[[ EXERCISE MATERIAL, beginning ]]

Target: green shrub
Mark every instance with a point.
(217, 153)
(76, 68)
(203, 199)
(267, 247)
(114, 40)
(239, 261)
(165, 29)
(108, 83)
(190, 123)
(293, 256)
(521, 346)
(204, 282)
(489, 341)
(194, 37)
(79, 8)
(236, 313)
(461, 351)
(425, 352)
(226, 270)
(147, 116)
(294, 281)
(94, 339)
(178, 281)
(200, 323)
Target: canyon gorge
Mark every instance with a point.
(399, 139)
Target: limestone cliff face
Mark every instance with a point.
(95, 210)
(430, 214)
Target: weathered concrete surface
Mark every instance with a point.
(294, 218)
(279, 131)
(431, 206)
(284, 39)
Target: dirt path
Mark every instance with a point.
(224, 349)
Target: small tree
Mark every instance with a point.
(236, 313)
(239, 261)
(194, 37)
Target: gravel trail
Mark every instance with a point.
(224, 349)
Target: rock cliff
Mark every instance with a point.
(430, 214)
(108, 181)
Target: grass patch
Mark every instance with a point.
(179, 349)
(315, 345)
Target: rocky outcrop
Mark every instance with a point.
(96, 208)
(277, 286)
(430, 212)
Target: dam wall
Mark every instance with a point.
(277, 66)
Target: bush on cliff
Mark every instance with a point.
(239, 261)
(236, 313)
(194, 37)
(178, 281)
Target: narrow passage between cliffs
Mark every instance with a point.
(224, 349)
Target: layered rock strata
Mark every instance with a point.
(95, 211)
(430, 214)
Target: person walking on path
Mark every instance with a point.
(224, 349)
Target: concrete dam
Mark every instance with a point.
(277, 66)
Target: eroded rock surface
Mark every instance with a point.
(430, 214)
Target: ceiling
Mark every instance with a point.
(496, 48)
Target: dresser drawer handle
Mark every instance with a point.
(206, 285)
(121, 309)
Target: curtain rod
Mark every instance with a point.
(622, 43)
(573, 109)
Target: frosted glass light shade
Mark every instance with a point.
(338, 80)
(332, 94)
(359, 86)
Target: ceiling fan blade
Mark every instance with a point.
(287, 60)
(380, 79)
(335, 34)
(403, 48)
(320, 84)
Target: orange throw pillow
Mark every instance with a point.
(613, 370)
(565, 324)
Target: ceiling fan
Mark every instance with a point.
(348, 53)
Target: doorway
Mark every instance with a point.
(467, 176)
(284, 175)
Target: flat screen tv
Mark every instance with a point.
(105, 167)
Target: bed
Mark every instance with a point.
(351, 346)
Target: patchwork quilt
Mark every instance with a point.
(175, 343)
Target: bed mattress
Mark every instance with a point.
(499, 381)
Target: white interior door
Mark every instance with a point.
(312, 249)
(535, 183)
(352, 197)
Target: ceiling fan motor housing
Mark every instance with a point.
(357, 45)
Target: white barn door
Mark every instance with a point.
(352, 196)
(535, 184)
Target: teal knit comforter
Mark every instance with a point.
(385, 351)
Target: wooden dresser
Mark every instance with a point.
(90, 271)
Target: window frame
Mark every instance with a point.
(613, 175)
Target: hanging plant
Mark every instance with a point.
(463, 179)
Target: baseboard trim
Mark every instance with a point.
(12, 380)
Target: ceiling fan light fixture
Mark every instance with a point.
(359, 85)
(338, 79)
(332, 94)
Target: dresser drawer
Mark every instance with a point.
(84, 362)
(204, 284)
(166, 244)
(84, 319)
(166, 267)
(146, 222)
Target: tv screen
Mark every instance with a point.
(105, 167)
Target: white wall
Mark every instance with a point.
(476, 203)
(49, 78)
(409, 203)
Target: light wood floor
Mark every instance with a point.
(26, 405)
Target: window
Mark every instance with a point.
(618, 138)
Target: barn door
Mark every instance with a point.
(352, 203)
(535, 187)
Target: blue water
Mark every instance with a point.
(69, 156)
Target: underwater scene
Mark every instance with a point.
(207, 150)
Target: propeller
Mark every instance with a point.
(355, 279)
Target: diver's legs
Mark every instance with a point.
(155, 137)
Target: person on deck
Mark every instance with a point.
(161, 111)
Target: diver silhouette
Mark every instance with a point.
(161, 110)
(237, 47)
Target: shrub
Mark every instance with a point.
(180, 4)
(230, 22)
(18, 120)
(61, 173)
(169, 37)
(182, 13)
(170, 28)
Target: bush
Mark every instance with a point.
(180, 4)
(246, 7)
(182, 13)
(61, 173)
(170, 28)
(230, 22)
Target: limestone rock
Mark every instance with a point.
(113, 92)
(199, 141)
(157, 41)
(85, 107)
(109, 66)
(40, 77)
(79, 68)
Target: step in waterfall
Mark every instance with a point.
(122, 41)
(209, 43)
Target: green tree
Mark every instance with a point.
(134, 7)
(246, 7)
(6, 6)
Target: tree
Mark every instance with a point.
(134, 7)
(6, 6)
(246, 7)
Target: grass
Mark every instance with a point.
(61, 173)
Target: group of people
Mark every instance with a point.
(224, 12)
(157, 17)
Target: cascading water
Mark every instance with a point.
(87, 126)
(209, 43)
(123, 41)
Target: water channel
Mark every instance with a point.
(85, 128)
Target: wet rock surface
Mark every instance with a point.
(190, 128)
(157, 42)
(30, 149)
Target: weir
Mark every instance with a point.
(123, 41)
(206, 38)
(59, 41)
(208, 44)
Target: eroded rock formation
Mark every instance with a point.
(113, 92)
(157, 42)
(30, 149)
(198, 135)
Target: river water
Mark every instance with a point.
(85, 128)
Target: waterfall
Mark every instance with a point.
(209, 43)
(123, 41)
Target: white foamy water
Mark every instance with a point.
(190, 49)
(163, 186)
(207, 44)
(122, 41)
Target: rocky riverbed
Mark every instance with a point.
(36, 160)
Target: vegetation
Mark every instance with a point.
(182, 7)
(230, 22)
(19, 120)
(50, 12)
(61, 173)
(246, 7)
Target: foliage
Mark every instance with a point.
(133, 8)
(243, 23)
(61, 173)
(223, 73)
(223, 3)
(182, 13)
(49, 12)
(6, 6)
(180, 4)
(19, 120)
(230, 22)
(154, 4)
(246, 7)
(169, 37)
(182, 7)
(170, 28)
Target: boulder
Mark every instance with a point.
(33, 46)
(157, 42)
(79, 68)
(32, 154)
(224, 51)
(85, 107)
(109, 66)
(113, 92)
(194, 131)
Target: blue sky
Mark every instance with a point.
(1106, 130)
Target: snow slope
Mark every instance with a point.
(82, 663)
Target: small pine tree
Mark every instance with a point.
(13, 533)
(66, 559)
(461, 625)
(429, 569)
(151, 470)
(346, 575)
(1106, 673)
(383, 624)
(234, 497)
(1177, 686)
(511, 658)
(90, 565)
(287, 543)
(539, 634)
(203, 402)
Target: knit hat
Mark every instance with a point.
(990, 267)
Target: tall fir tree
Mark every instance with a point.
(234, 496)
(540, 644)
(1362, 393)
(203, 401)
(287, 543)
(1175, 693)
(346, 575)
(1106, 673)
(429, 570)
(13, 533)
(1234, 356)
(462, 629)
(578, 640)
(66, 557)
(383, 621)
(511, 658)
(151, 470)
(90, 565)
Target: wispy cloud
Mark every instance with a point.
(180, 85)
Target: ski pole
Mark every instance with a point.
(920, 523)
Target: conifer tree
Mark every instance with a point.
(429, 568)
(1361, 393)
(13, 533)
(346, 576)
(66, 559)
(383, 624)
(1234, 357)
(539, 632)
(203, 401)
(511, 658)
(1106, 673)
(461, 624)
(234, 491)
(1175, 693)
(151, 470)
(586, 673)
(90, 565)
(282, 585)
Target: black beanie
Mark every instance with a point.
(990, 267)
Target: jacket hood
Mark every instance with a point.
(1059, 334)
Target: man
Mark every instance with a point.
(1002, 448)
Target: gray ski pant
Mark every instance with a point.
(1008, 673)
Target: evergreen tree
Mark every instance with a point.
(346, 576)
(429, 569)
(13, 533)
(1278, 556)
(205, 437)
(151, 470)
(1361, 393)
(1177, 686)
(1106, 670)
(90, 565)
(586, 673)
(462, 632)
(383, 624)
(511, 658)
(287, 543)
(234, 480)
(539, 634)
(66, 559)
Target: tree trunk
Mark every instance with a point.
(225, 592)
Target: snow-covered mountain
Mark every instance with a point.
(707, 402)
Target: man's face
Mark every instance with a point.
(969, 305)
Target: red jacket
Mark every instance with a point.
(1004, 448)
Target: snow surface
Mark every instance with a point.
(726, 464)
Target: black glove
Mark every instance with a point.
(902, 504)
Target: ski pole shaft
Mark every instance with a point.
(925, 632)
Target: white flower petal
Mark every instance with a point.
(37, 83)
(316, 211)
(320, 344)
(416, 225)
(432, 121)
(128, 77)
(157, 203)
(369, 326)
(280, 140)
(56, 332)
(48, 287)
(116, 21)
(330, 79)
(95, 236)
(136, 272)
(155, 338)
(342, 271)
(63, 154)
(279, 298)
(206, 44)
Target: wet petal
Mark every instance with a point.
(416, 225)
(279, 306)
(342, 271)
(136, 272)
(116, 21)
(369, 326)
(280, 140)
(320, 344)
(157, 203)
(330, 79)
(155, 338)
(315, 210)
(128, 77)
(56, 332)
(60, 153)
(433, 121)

[[ EXERCISE MATERIAL, end ]]

§ **EXERCISE**:
In the listing above, find the line with "Target: limestone rock" and the line with "Target: waterfall"; set down exactly those two lines and every line between them, nothing more.

§ **TASK OUTPUT**:
Target: limestone rock
Mark every instance with a point.
(113, 92)
(199, 141)
(157, 41)
(85, 107)
(109, 66)
(40, 77)
(79, 68)
Target: step in waterfall
Mark every instance with a point.
(122, 41)
(209, 43)
Target: green tree
Mark every instance with a point.
(134, 7)
(246, 7)
(6, 6)
Target: tree
Mark every instance with a point.
(134, 7)
(6, 6)
(246, 7)
Target: grass
Mark every instance with a point.
(61, 173)
Target: group of people
Mark every instance with a point.
(224, 12)
(157, 17)
Target: cascading water
Mark every instance with a point.
(87, 126)
(209, 43)
(123, 41)
Target: water channel
Mark every instance with a point.
(85, 128)
Target: wet rock surface
Mark every instance with a point.
(190, 128)
(157, 42)
(30, 149)
Target: weir
Mark every instance with a point.
(123, 41)
(206, 38)
(59, 41)
(208, 44)
Target: eroded rock formation
Mark every instance with a point.
(113, 92)
(157, 42)
(30, 149)
(198, 135)
Target: river water
Mark every instance with a point.
(85, 128)
Target: waterfall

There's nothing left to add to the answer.